Copy word for word the lines of the material from the line containing "of the palm" through the end of the material, both included, and nothing else.

===== Data to process =====

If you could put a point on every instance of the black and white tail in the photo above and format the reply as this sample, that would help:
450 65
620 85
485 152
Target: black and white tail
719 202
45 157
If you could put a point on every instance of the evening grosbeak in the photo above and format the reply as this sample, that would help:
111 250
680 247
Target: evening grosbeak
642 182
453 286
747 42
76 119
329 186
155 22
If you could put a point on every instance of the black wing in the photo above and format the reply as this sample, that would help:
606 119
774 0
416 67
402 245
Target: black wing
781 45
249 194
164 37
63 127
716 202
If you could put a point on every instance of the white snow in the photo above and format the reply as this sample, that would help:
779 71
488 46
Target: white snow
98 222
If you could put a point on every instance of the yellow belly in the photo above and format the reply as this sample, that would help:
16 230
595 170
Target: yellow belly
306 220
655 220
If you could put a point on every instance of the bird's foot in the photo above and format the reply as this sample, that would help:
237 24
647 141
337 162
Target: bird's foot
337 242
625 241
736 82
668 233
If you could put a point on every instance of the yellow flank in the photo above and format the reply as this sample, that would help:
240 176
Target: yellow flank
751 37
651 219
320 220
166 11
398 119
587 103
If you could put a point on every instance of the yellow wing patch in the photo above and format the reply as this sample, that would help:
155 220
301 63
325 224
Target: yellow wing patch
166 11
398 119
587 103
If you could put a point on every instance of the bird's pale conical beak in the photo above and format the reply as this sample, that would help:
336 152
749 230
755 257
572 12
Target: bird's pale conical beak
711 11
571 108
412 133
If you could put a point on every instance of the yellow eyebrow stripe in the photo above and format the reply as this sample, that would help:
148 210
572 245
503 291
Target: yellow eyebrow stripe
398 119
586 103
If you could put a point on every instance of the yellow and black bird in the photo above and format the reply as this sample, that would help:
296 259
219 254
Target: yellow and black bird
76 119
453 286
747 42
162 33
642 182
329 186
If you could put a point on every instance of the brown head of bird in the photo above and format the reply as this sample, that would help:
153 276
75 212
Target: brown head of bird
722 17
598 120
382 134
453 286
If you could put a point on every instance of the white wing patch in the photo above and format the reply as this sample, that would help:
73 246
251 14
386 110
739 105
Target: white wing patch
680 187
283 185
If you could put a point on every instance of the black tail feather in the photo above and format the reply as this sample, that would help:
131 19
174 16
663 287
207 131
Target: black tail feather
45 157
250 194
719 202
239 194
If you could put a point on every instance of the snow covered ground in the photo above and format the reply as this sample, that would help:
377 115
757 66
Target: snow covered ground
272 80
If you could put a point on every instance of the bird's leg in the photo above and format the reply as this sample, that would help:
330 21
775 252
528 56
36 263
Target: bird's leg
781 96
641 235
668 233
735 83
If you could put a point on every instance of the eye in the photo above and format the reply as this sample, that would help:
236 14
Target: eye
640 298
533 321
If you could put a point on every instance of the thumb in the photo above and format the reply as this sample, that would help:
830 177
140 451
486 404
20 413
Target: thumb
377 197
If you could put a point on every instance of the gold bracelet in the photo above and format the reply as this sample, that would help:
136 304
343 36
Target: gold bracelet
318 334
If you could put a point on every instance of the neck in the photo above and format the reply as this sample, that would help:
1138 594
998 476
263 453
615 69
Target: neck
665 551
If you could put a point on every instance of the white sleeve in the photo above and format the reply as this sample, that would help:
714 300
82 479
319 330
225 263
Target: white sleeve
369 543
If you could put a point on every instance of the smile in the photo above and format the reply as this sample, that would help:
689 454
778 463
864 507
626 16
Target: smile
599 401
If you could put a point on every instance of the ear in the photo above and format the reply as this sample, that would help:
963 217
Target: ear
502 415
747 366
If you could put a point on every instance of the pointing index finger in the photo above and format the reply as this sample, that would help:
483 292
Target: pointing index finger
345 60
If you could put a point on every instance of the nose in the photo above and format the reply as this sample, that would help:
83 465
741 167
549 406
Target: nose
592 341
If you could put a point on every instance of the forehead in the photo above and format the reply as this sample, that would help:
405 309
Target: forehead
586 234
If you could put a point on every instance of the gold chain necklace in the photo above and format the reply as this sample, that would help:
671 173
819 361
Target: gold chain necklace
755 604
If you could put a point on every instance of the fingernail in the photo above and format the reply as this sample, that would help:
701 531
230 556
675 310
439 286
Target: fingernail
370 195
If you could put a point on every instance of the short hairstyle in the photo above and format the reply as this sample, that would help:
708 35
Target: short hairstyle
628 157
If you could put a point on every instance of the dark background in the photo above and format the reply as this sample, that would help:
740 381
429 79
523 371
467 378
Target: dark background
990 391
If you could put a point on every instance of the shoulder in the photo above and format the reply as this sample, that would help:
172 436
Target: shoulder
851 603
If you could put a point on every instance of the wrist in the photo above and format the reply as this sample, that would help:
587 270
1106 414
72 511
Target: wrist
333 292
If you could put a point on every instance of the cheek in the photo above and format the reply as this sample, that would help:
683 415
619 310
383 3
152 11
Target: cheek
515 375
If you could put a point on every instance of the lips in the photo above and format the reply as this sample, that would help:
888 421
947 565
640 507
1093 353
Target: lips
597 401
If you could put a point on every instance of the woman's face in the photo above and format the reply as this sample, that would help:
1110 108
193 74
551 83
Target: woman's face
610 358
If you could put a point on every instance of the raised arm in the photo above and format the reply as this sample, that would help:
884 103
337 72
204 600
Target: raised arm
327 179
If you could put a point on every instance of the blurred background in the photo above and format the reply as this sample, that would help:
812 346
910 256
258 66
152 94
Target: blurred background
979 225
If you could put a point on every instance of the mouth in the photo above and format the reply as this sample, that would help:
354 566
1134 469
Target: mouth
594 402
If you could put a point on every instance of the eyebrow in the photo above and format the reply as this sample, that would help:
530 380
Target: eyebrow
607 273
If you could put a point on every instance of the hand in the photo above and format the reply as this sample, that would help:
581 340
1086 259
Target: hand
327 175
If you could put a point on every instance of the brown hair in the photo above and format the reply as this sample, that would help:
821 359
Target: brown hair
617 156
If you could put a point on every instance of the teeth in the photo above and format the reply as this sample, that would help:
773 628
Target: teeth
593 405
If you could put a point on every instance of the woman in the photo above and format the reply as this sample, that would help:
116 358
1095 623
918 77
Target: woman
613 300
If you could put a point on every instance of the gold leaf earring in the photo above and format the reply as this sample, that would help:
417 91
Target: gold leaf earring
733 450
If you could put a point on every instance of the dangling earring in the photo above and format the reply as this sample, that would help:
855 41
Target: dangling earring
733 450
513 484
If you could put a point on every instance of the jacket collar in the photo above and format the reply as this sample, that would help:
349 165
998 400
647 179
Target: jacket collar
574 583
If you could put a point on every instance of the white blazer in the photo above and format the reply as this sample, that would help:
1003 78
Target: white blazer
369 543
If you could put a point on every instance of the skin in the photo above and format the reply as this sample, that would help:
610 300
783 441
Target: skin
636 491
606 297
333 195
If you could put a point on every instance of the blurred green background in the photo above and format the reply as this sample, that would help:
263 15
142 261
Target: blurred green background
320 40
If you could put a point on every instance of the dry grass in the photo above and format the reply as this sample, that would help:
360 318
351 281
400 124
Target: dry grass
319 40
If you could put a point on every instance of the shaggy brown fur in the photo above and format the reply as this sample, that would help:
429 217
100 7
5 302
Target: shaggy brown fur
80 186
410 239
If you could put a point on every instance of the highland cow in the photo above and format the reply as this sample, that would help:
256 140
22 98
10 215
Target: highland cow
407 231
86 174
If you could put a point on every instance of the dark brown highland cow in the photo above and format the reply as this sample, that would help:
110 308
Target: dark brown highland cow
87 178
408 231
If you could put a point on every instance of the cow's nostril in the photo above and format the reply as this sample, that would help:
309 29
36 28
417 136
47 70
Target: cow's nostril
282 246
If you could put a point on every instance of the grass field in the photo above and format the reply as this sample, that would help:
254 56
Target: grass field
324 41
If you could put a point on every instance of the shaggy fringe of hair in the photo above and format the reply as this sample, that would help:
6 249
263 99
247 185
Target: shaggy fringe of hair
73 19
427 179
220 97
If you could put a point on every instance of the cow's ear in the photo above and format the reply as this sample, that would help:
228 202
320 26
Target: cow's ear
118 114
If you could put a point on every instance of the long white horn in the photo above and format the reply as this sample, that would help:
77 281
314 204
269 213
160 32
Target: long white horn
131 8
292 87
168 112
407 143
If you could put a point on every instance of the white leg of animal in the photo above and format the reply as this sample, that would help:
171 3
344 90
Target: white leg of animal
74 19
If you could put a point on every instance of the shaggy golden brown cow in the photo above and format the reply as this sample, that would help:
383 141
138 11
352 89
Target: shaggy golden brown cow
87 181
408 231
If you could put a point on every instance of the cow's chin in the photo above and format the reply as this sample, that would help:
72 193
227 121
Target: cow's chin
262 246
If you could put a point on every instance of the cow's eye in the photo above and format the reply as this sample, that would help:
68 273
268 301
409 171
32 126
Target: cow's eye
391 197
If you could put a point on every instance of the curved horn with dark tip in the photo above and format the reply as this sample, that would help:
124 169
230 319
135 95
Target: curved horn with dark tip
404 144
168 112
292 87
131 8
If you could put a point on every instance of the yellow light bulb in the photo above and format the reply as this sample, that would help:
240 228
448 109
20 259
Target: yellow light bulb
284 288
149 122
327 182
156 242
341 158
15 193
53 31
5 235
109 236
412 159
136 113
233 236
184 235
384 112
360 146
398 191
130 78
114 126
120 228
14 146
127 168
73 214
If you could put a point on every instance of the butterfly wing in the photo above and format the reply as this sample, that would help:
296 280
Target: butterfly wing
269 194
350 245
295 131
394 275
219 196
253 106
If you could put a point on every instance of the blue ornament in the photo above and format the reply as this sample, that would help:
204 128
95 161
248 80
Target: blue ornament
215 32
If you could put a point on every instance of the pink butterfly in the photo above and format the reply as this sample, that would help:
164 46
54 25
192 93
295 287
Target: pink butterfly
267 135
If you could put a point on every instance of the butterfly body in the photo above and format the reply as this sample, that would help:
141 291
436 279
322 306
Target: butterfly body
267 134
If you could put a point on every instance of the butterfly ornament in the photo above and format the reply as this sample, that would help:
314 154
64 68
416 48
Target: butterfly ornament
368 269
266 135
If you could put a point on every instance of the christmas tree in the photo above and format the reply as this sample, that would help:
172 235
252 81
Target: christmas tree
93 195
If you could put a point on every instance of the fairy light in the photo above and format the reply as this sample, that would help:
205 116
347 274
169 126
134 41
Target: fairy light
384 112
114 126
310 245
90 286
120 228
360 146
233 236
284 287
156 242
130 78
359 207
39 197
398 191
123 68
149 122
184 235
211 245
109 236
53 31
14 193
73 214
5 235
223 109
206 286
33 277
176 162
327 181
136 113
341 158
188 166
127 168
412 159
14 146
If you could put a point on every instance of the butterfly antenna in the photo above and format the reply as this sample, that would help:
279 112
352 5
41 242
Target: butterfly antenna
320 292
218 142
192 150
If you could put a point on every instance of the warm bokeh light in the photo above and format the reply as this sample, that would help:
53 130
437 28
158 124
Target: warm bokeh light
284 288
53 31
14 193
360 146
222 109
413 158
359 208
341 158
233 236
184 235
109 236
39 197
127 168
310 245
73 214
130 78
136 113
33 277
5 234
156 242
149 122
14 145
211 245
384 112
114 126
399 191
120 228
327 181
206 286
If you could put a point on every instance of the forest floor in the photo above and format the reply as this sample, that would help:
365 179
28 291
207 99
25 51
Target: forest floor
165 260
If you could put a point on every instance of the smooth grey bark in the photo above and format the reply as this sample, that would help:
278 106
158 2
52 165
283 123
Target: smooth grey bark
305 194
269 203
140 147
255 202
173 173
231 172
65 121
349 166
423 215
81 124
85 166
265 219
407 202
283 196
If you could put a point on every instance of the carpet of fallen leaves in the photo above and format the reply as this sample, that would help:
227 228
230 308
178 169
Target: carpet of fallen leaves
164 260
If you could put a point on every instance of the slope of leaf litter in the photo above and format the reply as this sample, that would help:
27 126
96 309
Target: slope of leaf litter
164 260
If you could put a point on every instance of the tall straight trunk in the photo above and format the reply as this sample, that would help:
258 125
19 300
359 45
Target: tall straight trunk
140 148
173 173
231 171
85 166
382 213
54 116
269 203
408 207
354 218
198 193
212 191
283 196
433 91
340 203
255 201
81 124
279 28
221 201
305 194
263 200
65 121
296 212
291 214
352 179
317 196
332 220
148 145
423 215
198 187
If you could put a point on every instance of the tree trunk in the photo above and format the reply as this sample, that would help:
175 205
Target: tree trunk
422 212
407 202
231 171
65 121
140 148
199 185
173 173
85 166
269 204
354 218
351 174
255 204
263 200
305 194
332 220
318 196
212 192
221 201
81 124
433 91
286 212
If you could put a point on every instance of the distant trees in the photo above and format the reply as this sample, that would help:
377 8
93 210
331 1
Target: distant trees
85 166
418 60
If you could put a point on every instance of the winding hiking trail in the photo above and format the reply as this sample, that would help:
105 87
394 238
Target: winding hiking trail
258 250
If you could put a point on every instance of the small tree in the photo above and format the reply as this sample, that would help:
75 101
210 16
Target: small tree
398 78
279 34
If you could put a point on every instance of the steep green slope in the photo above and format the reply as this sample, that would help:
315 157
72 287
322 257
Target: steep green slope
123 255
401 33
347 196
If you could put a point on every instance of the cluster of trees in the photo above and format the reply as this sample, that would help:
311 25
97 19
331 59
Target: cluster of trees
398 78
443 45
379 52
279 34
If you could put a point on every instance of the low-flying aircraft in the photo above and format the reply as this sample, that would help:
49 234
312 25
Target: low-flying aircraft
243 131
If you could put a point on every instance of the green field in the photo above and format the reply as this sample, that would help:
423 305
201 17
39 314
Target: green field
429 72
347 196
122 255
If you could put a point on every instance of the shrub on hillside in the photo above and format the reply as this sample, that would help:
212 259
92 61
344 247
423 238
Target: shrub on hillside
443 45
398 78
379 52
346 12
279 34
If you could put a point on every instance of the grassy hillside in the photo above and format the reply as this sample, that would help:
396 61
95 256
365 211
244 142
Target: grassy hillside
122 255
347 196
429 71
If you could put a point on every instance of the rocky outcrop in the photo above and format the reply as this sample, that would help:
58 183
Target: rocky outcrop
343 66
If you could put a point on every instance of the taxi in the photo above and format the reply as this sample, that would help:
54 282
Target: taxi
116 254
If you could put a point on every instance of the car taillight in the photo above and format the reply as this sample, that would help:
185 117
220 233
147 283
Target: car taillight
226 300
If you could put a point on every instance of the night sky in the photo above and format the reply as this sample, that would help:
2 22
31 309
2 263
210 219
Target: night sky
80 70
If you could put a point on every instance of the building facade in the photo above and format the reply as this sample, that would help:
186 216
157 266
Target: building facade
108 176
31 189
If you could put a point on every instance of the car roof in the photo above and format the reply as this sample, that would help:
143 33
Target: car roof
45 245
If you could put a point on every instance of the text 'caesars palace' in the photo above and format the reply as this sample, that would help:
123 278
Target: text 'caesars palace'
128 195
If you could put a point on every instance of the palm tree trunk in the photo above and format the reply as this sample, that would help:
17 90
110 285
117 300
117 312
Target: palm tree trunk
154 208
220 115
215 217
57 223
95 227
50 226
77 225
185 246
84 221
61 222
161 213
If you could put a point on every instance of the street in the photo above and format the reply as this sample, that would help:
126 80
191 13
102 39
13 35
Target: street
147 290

=====

__Result of this task__
If you could put a point on every instance of the palm tree trunk in the photo above and format the reply as this sample, that would help:
17 90
110 285
117 300
117 312
Target: palm tree trunk
154 208
220 115
215 217
57 223
95 227
50 226
77 225
185 246
84 221
61 222
161 213
If you could put a point on every instance of the street in the photo above and format the reply as this sample, that would help:
126 80
191 13
102 39
13 35
Target: street
147 290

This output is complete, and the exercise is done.